• _Work to complete_
Set down exactly, with nothing added, the lines from the one containing "QA review pass: verify and re-annotate the pale sky" through the end of the entries.

Items from a dataset:
━━━━━━
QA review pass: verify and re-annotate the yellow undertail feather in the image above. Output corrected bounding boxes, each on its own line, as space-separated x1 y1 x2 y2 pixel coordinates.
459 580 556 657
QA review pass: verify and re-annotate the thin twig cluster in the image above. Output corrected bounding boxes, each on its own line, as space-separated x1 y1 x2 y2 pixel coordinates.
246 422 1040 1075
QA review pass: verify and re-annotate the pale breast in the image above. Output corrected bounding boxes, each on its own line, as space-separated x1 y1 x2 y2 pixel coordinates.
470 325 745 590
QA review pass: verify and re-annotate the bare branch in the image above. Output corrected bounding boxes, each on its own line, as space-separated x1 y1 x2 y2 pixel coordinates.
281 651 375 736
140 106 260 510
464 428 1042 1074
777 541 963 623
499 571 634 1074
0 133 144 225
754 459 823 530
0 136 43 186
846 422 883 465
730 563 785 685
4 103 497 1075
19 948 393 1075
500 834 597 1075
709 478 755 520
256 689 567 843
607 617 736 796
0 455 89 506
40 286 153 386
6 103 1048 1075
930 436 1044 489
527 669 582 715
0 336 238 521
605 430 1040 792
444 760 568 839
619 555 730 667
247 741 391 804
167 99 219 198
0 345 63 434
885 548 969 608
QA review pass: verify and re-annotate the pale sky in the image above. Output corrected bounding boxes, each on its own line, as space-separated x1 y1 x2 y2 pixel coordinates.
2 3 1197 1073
━━━━━━
• _Task output_
QA review pass: verify and re-annotate the pale sky in the image above. Output corrected bounding boxes, each on its own line, as space-separated x1 y1 x2 y2 pixel coordinates.
2 3 1197 1073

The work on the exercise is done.